Collected data entries:
====================
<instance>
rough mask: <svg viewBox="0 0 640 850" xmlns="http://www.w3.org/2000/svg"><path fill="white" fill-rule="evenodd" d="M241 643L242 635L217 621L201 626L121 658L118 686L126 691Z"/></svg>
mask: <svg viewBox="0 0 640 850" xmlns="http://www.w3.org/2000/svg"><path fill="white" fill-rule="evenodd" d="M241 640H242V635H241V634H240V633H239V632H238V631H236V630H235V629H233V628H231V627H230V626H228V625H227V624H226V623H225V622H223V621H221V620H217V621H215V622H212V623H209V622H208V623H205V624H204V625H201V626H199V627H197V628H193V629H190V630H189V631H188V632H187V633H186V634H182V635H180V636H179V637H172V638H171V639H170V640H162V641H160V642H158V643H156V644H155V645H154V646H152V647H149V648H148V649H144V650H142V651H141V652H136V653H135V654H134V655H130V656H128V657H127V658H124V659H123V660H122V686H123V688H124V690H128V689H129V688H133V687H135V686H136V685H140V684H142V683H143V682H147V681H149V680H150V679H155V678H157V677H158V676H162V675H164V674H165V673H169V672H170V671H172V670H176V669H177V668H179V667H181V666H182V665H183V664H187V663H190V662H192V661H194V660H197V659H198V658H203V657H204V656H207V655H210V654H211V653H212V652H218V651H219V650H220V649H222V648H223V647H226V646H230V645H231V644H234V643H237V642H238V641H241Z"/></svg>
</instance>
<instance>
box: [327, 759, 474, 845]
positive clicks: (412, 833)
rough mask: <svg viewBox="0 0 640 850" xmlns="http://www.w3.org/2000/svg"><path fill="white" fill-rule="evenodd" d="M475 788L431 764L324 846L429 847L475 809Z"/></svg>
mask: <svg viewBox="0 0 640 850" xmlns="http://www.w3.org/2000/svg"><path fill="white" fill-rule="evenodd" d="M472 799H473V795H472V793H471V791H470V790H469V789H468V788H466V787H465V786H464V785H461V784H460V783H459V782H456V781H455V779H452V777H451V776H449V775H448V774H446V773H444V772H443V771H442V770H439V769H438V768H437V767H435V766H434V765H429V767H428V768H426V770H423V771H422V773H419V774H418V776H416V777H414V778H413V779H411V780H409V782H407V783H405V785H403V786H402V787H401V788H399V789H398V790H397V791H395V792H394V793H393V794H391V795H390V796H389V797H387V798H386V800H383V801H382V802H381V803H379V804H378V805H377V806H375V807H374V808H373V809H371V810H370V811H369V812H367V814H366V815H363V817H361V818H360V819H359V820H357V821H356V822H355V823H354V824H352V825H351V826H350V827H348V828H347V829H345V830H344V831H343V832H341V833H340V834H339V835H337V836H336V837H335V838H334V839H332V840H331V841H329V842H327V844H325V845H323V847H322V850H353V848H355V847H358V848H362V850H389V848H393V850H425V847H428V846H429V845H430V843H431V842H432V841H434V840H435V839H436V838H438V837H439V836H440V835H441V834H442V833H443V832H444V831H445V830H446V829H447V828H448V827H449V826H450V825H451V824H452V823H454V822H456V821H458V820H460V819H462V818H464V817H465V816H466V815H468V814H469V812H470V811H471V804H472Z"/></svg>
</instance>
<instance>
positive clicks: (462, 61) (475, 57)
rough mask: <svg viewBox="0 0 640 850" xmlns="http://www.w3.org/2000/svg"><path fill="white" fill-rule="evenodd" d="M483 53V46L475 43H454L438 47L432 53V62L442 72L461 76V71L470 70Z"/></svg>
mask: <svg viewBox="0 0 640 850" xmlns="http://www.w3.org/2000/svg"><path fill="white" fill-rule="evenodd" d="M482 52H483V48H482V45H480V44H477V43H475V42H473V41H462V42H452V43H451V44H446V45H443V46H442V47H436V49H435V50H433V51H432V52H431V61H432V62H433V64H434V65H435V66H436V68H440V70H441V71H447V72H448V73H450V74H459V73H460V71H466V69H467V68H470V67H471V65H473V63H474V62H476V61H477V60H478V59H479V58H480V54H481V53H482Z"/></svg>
====================
** Instructions for the task **
Lines containing the word "clicks" are to be pulled from the records and copied.

** Solution for this problem **
positive clicks: (412, 833)
positive clicks: (462, 61) (475, 57)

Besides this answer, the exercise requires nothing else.